DOKUMENT:
# # # # # # #

Also bei unserer ersten und bisher einzigen Begegnung mit einem Elch (Elchkuh mit einem Jungen) in freier Wildbahn waren wir so fasziniert, dass wir das fotografieren vergessen haben. Erst kurz bevor sie wieder im Gehölz verschwanden, haben wir noch einige Aufnahmen "geschossen" - sie sind  allerdings noch aus "Dia-Zeiten", daher können wir sie leider nicht einstellen.


----------



## ron (9. Juli 2008)

*AW: Bagger, Böschung, Bammel*

Hallo Claudia und Ludwig,



			
				Claudia & Ludwig schrieb:
			
		

> . Erst kurz bevor sie wieder im Gehölz verschwanden, haben wir noch einige Aufnahmen "geschossen" - sie sind  allerdings noch aus "Dia-Zeiten", daher können wir sie leider nicht einstellen.



Eigentlich ein Bisschen "Off-Topic", aber Dias können eingescant, oder einfach von der Leinwand abfotografiert werden, wenn es nicht auf Topqualität ankommt.

LG

Ron


----------



## alexander1 (9. Juli 2008)

*AW: Bagger, Böschung, Bammel*

Also mein "beste Begegnung" war mit einem Stier..so dass ich letzlich in den Teich springen musste!Das ist kein Witz erlich das ist mir wirklich passiert..zum Glück kamen dann die Aufpasser oder Halter dieses Tieres und haben es irgendwie geschafft ihn davon abzuhalten auch in den Teich zu springen..
gruß alex


----------



## michi(72) (11. Juli 2008)

*AW: Bagger, Böschung, Bammel*

Hey Ron,
kein Problem, den Biotreibstoff bringe ich mit und den dunklen Kandiszucker auch. Spendierst du dann die Beeren und die Flaschen?
Michi


----------



## ron (11. Juli 2008)

*AW: Bagger, Böschung, Bammel*

Hei Michi!



			
				michi(72) schrieb:
			
		

> Hey Ron,
> kein Problem, den Biotreibstoff bringe ich mit und den dunklen Kandiszucker auch. Spendierst du dann die Beeren und die Flaschen?
> Michi




  

Wer weiss, vielleicht kannst du dann auch gleich unsere Sonnenkollektoren aus Marburg mitbringen!

LG

Ron


----------



## michi(72) (12. Juli 2008)

*AW: Bagger, Böschung, Bammel*

Guten morgen Ron,
das kann ich auch Einrichten.  Ein Kollege von mir kommt daher, den spannen wir dann auch ein. Der kriegt dann als Belohnung einen kleinen Schluck von dem Aufgesetzten.

# # # # # # #

DATENAUSZUG:
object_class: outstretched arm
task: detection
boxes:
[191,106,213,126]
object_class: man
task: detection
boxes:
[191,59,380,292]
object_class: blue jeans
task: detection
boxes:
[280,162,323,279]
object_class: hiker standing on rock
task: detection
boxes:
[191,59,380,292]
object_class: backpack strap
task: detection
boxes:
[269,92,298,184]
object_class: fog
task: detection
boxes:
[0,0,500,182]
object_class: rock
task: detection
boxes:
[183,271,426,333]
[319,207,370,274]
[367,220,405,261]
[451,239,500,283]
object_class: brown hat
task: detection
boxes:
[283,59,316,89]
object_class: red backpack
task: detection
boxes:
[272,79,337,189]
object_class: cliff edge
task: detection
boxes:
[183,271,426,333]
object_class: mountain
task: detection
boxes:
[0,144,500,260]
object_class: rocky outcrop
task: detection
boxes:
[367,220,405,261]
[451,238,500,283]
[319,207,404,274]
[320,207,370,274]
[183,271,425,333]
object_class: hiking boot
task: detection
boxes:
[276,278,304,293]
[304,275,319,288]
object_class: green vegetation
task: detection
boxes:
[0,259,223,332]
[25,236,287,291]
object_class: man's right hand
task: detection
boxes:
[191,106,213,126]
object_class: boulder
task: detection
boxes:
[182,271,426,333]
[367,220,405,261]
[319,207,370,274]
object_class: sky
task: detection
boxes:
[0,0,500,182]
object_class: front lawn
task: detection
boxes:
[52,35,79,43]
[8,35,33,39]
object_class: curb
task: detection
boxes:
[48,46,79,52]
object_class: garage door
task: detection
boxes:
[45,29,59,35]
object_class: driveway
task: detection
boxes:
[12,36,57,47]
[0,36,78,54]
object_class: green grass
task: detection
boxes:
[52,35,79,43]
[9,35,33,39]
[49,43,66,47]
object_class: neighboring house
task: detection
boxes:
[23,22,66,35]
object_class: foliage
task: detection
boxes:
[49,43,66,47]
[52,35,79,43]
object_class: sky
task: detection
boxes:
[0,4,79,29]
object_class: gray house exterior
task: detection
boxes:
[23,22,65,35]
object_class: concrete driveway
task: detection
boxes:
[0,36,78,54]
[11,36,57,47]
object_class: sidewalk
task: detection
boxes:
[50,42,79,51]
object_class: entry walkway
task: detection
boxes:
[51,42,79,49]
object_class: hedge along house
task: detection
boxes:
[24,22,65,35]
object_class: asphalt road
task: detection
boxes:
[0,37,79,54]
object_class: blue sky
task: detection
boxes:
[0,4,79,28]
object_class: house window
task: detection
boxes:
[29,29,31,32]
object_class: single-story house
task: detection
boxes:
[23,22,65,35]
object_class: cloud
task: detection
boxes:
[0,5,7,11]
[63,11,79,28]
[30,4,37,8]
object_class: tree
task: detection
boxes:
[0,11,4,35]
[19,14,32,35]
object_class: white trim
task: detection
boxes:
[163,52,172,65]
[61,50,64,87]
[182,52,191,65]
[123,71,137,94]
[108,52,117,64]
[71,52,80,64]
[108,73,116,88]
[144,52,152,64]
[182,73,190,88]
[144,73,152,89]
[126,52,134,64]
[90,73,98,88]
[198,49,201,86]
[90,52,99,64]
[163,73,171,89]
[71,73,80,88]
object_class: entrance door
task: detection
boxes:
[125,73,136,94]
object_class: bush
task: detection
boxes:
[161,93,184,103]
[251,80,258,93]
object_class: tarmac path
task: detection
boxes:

# # # # # # #

ANWEISUNGEN:
[a] Schreibe die Einträge unverändert ab, beginnend mit der Zeile, die „object_class: tree“ enthält, und endend mit der letzten Zeile der Einträge, beide eingeschlossen.
[b] Führe den Forumsthread „Bagger, Böschung, Bammel“ im Anschluss an seinen letzten Satz weiter.

ANTWORTEN JE AUFGABE:
[a]
object_class: tree
task: detection
boxes:
[0,11,4,35]
[19,14,32,35]
object_class: white trim
task: detection
boxes:
[163,52,172,65]
[61,50,64,87]
[182,52,191,65]
[123,71,137,94]
[108,52,117,64]
[71,52,80,64]
[108,73,116,88]
[144,52,152,64]
[182,73,190,88]
[144,73,152,89]
[126,52,134,64]
[90,73,98,88]
[198,49,201,86]
[90,52,99,64]
[163,73,171,89]
[71,73,80,88]
object_class: entrance door
task: detection
boxes:
[125,73,136,94]
object_class: bush
task: detection
boxes:
[161,93,184,103]
[251,80,258,93]
object_class: tarmac path
task: detection
boxes:

[b]
Ach du, ich habe eben erst gesehen wo du wohnst. Dann muss ich mich aber beeilen, damit die Beeren nicht schon wieder verfroren sind. 
Lieben Gruß
Michi


----------



## ron (12. Juli 2008)

*AW: Bagger, Böschung, Bammel*

Hei Michi,

keine Angst. :smoki Die Blüten sind mal gerade verblüht. Vor ende August läuft da noch nicht so viel. Dann gibts auch Heidel- und Preiselbeeren. Gestern haben wir die erste rote Erdbeere entdeckt.

LG

Ron


----------



## michi(72) (12. Juli 2008)

*AW: Bagger, Böschung, Bammel*

Hey Ron,
hört sich gut an, wenn ich dann in vier Wochen Urlaub habe, dann könnte das ja alles passen.  
Muss nur sehen, wie ich das alles in meinem Golf unterkriege.  
Lieben Gruß
Michi


----------



## ron (12. Juli 2008)

*AW: Bagger, Böschung, Bammel*

 ein Golf,

ich glaube das schliesst sich aus. Die Module sind jeweils 2 m2 und 50 kg pr. Stück (also nichts für den Dachgepäckträger).

Lasst uns das weiter per PN's abklären. Für das Forum passt das nicht mehr so.

LG

Ron


----------



## ron (29. Juni 2010)

*AW: Bagger, Böschung, Bammel*

Hallo,

ich wollte mal einen ganz alten Thread aufgreifen und mal zeigen wie es jetzt aussieht. Geht alles nicht so schnell, aber es wird.

Die verschiedene Wege sind noch dran und die Solaranlage wartet noch auf mich.

  
  
  



LG

Ron


----------



## Doppellhelix (29. Juni 2010)

*AW: Bagger, Böschung, Bammel*

Ein wirkliche traumhaftes Anwesen hast du. so stell ich mir Kanada oder Norwegen vor.

Herrlich.

Aber in Norwegen ist es doch immer recht kalt. Kann man sich da deinen Teich so vorstellen wie bei uns? Also Flora und Fauna jetzt.

Mehr Bilder bitte 

Gruß Helix


----------



## ron (29. Juni 2010)

*AW: Bagger, Böschung, Bammel*

Hallo Helix,

natürlich gibt es Überschneidungen, was der Natur angeht, aber das Klima ist hier wie in den Hochlagen vom Harz. Mitte Oktober friert der Teich zu und frühestens Ende April ist der wieder eisfrei.
Aber die Natur ist hier schon traumhaft. 

Wenn du dich interessierst, für das was hier so wächst, kannst du mal einen Blick in meine Albums werfen.



Ron


----------



## Doppellhelix (29. Juni 2010)

*AW: Bagger, Böschung, Bammel*

Habe ich schon gemacht. 

Hast du das Haus übernommen oder komplett neu gebaut? Wo wohnst du denn in Norwegen (ungefähr zumindest)?
Sieht sehr einsam aus


----------



## ron (29. Juni 2010)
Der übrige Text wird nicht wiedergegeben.